_TASK SET_:
**a)** Answer these questions using the article on India's export industries:
(i) About how many people does the refined petroleum industry employ?
(ii) How do IT exports compare with petroleum exports in value terms today?
(iii) What is the estimated direct employment by IT services in India?
**b)** List every percentage figure that appears in the article on India's export industries, with the qualifying words that come before each one.
**c)** Write a continuation of the article on India's petroleum and IT service exports, starting after its final sentence.

━━━ PROVIDED PASSAGE

A tale of India’s two big export industries: And a lesson on incentives

 Direct employment by IT services in India is estimated at 5.1 million, so about 3 million jobs are export-related. (Bloomberg)
Direct employment by IT services in India is estimated at 5.1 million, so about 3 million jobs are export-related. (Bloomberg)
Summary

  • We’re talking about petroleum and IT service exports. Policymakers must not distort incentives too much in favour of industries, but aim to create a level playing field.

India boasts of vast production capacity in one industry. The country is the world’s third largest exporter of its industrial products, which are essential for any economy to function. This is a distinction that no other sector in India can claim. One disturbing fact, however, is that it benefits very few Indians. Over 90% of the value generated in this sector accrues to capital owners. Thus, the positive wealth effect of these exports is limited. As it is one of the least labour-intensive industries, it employs only around 300,000 people. Almost all its raw material is imported, resulting in the highest foreign value-added content in Indian exports among all industries, and low employment generation via backward linkages.

It appears unthinkable for this to have occurred. But it did. This is India’s refined petroleum industry, which contributes more than 20% to our merchandise exports in value terms. Contrast this with India’s leading services export: information technology (IT). Today, its exports in value terms are 1.5 times that of petroleum exports. Back in 2012-13, both were at nearly similar levels. The domestic value-added content of IT exports is among the highest. The labour share of value addition is only a bit less than 50%, compared to under 10% in refined petroleum. Close to 60% of employment in the sector is related to exports. Direct employment by IT services in India is estimated at 5.1 million, so about 3 million jobs are export-related. IT services have backward and forward linkages in sectors like transport, hospitality, security and housekeeping services, personal services, apart from the demand their employees generate for real estate, consumer durables, etc.

━━━━━━
━━━ GIVEN INFORMATION

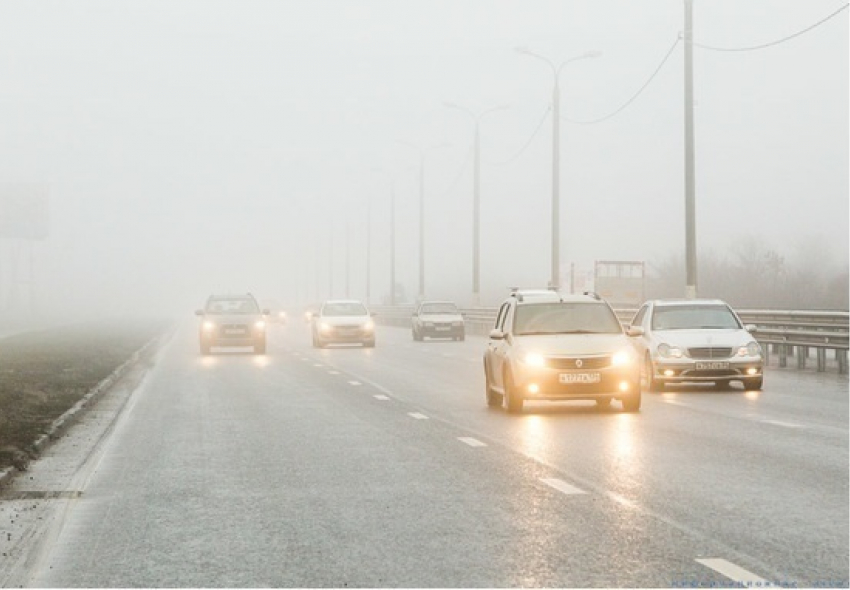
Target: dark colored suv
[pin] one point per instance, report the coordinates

━━━━━━
━━━ GIVEN INFORMATION

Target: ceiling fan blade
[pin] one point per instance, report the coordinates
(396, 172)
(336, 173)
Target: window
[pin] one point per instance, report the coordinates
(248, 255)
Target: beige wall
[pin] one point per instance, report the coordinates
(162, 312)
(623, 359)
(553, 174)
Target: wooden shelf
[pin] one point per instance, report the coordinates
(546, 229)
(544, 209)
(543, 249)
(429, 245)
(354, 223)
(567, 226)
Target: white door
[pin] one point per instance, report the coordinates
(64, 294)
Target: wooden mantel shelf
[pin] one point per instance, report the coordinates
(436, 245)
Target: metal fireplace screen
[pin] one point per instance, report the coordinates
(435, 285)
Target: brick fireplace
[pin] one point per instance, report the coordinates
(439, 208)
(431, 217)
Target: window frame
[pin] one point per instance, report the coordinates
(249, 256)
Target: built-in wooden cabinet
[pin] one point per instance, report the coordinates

━━━━━━
━━━ GIVEN INFORMATION

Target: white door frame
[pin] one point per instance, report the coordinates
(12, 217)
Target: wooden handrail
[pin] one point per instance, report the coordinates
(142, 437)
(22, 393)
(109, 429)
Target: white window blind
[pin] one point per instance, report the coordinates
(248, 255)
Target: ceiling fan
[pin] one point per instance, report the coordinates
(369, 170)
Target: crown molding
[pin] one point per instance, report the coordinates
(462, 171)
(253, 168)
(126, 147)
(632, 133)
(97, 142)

━━━━━━

_ANSWER LIST_:
**a)**
(i) Around 300,000
(ii) IT exports are 1.5 times petroleum exports
(iii) 5.1 million

**b)**
- Over 90%
- more than 20%
- a bit less than 50%
- under 10%
- Close to 60%

**c)**
While refined petroleum and IT are poles apart in their import content of exports, employment generation and the share of labour income, their evolution is a classic example of the two most important words in economics: incentives matter.

Entrepreneurs in both sectors realized that by entering these, they can avoid dependence on India’s poor physical infrastructure, stringent labour laws and multiple licensing requirements with lengthy delays. In the early 2000s, the government relaxed its domestic price cap on refined petroleum products. But it continued providing subsidies to public sector oil companies so that they could retail fuel below market-driven prices. It refused subsidies to the private sector, so it became unviable for the top private player, Reliance Industries, to sell refined petroleum products domestically. It shut all local petrol pumps in March 2008. Later, it would open selective petrol pumps on days when crude oil import prices fell sufficiently for it to make profits by selling petrol locally. It was a textbook example of the principle that a business should stay open if and when it can cover its variable costs.

Reliance focused on the export market instead. Its Jamnagar refinery complex in Gujarat can access shipping routes and is not over-dependent on road or rail infrastructure. Refined petroleum does not need much labour and its refineries are anyway in export processing zones where less stringent labour laws are applicable.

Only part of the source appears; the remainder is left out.